── Provided records
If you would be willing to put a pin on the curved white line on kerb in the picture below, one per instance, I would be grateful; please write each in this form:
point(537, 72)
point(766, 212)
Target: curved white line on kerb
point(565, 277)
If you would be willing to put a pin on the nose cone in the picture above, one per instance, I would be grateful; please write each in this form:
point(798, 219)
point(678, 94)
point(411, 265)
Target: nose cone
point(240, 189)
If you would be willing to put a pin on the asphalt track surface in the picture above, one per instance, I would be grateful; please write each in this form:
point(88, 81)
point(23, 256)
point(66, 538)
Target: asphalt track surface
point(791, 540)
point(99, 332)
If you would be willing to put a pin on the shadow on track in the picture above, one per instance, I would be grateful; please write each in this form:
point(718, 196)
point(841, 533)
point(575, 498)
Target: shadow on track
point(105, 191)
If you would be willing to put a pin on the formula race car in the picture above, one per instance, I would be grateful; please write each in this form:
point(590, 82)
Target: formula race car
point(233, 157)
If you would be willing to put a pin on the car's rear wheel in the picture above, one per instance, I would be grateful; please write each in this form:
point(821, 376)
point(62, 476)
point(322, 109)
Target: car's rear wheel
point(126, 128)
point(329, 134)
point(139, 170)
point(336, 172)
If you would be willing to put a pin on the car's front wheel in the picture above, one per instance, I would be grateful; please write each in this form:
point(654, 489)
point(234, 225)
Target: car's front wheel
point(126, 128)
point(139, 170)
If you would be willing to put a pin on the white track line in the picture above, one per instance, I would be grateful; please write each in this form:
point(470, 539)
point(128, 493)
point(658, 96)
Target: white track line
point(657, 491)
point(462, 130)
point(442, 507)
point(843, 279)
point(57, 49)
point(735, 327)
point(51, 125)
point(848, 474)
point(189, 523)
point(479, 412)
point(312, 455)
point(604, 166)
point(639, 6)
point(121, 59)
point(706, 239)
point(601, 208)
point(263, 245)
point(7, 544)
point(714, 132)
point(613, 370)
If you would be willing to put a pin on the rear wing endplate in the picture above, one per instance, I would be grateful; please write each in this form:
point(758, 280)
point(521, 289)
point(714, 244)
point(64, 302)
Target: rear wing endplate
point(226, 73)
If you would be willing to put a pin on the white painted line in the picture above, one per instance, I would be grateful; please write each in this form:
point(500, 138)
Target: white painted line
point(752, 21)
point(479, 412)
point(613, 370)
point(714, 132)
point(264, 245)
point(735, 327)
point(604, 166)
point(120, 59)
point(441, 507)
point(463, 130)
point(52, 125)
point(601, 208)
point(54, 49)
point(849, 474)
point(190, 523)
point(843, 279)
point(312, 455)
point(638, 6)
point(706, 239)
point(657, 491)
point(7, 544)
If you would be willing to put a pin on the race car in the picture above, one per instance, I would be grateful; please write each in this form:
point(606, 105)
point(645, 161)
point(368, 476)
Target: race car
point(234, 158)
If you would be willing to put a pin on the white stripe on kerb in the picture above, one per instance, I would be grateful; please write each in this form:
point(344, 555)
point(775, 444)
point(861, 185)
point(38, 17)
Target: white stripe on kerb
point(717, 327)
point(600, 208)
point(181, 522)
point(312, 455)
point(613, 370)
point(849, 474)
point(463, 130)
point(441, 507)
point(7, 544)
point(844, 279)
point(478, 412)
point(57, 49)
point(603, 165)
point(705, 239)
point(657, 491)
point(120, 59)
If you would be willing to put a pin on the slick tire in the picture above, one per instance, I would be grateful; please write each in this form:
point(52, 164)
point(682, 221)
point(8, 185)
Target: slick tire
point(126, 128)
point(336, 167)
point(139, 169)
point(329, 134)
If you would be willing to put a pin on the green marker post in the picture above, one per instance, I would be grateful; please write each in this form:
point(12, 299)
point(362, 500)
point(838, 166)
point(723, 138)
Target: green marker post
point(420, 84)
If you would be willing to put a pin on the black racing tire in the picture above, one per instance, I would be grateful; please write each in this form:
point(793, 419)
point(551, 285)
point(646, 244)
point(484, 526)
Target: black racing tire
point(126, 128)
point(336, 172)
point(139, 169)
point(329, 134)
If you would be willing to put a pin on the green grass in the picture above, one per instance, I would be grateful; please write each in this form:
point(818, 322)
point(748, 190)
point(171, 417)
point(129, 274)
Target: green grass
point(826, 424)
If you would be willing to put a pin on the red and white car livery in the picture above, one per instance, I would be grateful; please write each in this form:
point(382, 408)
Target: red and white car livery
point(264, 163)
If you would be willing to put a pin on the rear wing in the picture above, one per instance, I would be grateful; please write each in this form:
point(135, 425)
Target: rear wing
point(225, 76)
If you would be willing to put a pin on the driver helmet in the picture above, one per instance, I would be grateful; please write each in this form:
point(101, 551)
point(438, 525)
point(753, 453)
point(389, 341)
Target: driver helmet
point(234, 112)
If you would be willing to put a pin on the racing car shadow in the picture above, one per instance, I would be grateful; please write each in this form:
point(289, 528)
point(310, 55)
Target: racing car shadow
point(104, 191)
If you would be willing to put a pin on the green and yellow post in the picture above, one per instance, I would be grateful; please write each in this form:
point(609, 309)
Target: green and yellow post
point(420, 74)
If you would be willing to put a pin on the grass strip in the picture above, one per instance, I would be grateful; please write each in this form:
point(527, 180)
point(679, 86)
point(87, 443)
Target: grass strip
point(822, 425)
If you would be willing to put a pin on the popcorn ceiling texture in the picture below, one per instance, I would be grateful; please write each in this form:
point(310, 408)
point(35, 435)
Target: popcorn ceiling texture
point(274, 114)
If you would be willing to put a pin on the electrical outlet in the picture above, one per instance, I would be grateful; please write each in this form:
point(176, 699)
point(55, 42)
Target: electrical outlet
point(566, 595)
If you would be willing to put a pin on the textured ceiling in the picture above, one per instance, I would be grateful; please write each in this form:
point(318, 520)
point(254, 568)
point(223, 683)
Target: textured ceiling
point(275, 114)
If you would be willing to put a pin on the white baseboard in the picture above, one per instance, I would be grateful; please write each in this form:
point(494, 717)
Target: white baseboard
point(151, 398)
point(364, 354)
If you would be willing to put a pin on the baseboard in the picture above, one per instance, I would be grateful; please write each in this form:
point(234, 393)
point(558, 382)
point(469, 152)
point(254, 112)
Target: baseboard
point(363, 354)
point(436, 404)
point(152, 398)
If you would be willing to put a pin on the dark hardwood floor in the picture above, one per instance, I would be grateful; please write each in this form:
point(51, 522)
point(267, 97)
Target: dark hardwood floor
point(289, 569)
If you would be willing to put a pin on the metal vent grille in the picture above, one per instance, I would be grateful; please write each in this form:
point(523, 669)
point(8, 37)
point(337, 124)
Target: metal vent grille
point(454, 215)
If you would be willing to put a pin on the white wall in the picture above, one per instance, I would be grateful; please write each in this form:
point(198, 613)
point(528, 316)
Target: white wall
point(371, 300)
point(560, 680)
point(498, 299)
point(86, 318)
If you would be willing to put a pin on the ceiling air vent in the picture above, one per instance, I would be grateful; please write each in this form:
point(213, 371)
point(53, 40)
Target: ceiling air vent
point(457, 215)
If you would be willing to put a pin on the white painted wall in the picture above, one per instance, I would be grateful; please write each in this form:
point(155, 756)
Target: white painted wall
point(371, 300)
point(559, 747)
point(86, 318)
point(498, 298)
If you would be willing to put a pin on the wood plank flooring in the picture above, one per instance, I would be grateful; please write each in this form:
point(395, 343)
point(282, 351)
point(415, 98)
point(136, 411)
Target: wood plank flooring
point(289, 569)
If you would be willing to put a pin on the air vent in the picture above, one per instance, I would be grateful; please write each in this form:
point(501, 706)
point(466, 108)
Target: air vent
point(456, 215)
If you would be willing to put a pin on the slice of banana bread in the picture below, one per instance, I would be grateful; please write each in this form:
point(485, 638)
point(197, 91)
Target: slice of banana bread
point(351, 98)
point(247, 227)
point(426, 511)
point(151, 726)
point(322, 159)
────
=== What is expected ===
What do the records say? Quote them all exactly.

=== Complete answer ===
If you would be willing to put a pin on the curved white line on kerb in the picture below, one per instance, I would be grateful; please write each in this form:
point(537, 72)
point(766, 212)
Target: curved white line on kerb
point(565, 277)
If you would be willing to put a pin on the nose cone in the picture above, one per instance, I would be grateful; please write each in this form:
point(798, 219)
point(678, 94)
point(411, 265)
Target: nose cone
point(240, 189)
If you would be willing to put a pin on the asphalt track surface in the picture above, one per instance, I would be grateful; please write each in this form:
point(88, 81)
point(23, 256)
point(66, 538)
Target: asphalt track surface
point(791, 540)
point(99, 332)
If you would be willing to put a pin on the shadow on track in the picture above, one per instance, I would be grateful; please write each in this form:
point(718, 196)
point(841, 533)
point(575, 498)
Target: shadow on track
point(105, 191)
If you would be willing to put a pin on the formula race car in the picture above, one per instance, I would be grateful; please write each in this form:
point(590, 82)
Target: formula race car
point(233, 157)
If you would be willing to put a pin on the car's rear wheel in the picture above, one per instance, I would be grateful; please write each in this form:
point(821, 376)
point(62, 476)
point(322, 109)
Target: car's rear wheel
point(126, 128)
point(329, 134)
point(139, 170)
point(336, 172)
If you would be willing to put a pin on the car's front wheel in the picture above, one per instance, I would be grateful; please write each in this form:
point(654, 489)
point(234, 225)
Target: car's front wheel
point(126, 128)
point(139, 170)
If you would be willing to put a pin on the white track line in the picture above, one per instance, I would be grateful; please write each in this form:
point(470, 539)
point(128, 493)
point(658, 96)
Target: white track line
point(657, 491)
point(462, 130)
point(442, 507)
point(843, 279)
point(57, 49)
point(735, 327)
point(51, 125)
point(848, 474)
point(189, 523)
point(479, 412)
point(312, 455)
point(604, 166)
point(639, 6)
point(121, 59)
point(706, 239)
point(601, 208)
point(263, 245)
point(7, 544)
point(714, 132)
point(613, 370)
If you would be willing to put a pin on the rear wing endplate in the picture above, one per instance, I would be grateful; please write each in this form:
point(758, 280)
point(521, 289)
point(714, 244)
point(64, 302)
Target: rear wing endplate
point(226, 73)
If you would be willing to put a pin on the white painted line in the picture above, one per instance, I would be grateful; please write each in this form:
point(500, 138)
Target: white painted line
point(752, 21)
point(479, 412)
point(613, 370)
point(714, 132)
point(264, 245)
point(735, 327)
point(604, 166)
point(120, 59)
point(441, 507)
point(463, 130)
point(52, 125)
point(601, 208)
point(54, 49)
point(849, 474)
point(190, 523)
point(843, 279)
point(312, 455)
point(638, 6)
point(706, 239)
point(657, 491)
point(7, 544)
If you would be willing to put a pin on the race car in the picture above, one per instance, I would be grateful; please write each in this form:
point(606, 105)
point(645, 161)
point(368, 476)
Target: race car
point(234, 158)
If you would be willing to put a pin on the white stripe on kerb in the picture above, one per instance, I would be grateful; please write each in this form:
point(344, 555)
point(775, 444)
point(861, 185)
point(38, 17)
Target: white stripe on kerb
point(717, 327)
point(600, 208)
point(181, 522)
point(312, 455)
point(613, 370)
point(849, 474)
point(463, 130)
point(441, 507)
point(7, 544)
point(844, 279)
point(478, 412)
point(57, 49)
point(603, 165)
point(705, 239)
point(657, 491)
point(120, 59)
If you would be willing to put a pin on the slick tire in the picture above, one per instance, I would be grateful; please write each in this form:
point(52, 164)
point(682, 221)
point(8, 185)
Target: slick tire
point(126, 128)
point(336, 167)
point(139, 169)
point(329, 134)
If you would be willing to put a pin on the green marker post in the picture above, one per instance, I would be grateful; please write each in this form:
point(12, 299)
point(362, 500)
point(838, 166)
point(723, 138)
Target: green marker post
point(420, 84)
If you would be willing to put a pin on the black racing tire in the picture above, one per instance, I would be grateful; please write each in this form:
point(793, 419)
point(551, 285)
point(646, 244)
point(484, 526)
Target: black racing tire
point(126, 128)
point(336, 172)
point(139, 169)
point(329, 134)
If you would be willing to put a pin on the green grass in the picture above, one per instance, I would be grateful; please write each in this form:
point(818, 322)
point(748, 190)
point(171, 417)
point(129, 274)
Target: green grass
point(826, 424)
If you would be willing to put a pin on the red and white car livery in the picture above, one per instance, I would be grateful; please write each in this form:
point(382, 408)
Target: red and white car livery
point(264, 163)
If you would be willing to put a pin on the rear wing in the picture above, one per instance, I would be grateful; please write each in this form:
point(135, 425)
Target: rear wing
point(225, 76)
If you would be willing to put a pin on the driver helmet in the picture above, one per instance, I would be grateful; please write each in this form:
point(101, 551)
point(438, 525)
point(753, 453)
point(389, 341)
Target: driver helmet
point(234, 112)
If you would be willing to put a pin on the racing car shadow in the picture above, one per instance, I would be grateful; please write each in this form:
point(289, 528)
point(310, 55)
Target: racing car shadow
point(104, 191)
If you would be willing to put a pin on the green and yellow post in the picture above, one per instance, I would be grateful; please write each in this form:
point(609, 309)
Target: green and yellow post
point(420, 74)
If you would be willing to put a pin on the grass strip in the picture above, one per instance, I would be grateful; please write each in this form:
point(527, 180)
point(679, 86)
point(87, 443)
Target: grass strip
point(822, 425)
If you would be willing to put a pin on the popcorn ceiling texture in the picture below, one per instance, I would be grateful; please write each in this form:
point(310, 408)
point(35, 435)
Target: popcorn ceiling texture
point(274, 114)
If you would be willing to put a pin on the electrical outlet in the picture above, one per instance, I would be grateful; please write each in this form:
point(176, 699)
point(55, 42)
Target: electrical outlet
point(566, 595)
If you would be willing to put a pin on the textured ceiling in the picture above, one per instance, I would be grateful; please write each in this form:
point(318, 520)
point(254, 568)
point(223, 683)
Target: textured ceiling
point(275, 114)
If you would be willing to put a pin on the white baseboard in the picture above, one per instance, I would be grateful; please write each in this form:
point(494, 717)
Target: white baseboard
point(151, 398)
point(364, 354)
If you would be willing to put a pin on the baseboard in the picture above, one per instance, I would be grateful; please write each in this form:
point(234, 393)
point(558, 382)
point(469, 152)
point(254, 112)
Target: baseboard
point(363, 354)
point(436, 404)
point(152, 398)
If you would be willing to put a pin on the dark hardwood floor in the picture above, one per instance, I would be grateful; please write each in this form:
point(51, 522)
point(267, 97)
Target: dark hardwood floor
point(289, 569)
If you would be willing to put a pin on the metal vent grille in the picture above, one per instance, I would be grateful; please write each in this form:
point(523, 669)
point(8, 37)
point(337, 124)
Target: metal vent grille
point(454, 215)
If you would be willing to put a pin on the white wall in the picture above, one per instance, I would be grateful; please write each in this form:
point(198, 613)
point(528, 316)
Target: white wall
point(371, 300)
point(560, 680)
point(498, 299)
point(86, 318)
If you would be willing to put a pin on the ceiling air vent in the picture above, one per instance, I would be grateful; please write each in this form:
point(213, 371)
point(53, 40)
Target: ceiling air vent
point(457, 215)
If you would be willing to put a pin on the white painted wall in the picture above, one per instance, I would be grateful; please write each in this form:
point(155, 756)
Target: white painted wall
point(371, 300)
point(559, 747)
point(86, 318)
point(498, 298)
If you would be willing to put a pin on the wood plank flooring in the picture above, one per instance, I would be grateful; please write each in this form:
point(395, 343)
point(282, 351)
point(415, 98)
point(136, 411)
Target: wood plank flooring
point(289, 569)
If you would be willing to put a pin on the air vent in the picture above, one per instance, I would be grateful; please write each in this form:
point(501, 706)
point(466, 108)
Target: air vent
point(456, 215)
If you would be willing to put a pin on the slice of banana bread in the picture below, one per instance, I would be grateful; please write each in this form:
point(485, 638)
point(197, 91)
Target: slice of banana bread
point(351, 98)
point(247, 227)
point(426, 511)
point(151, 726)
point(322, 159)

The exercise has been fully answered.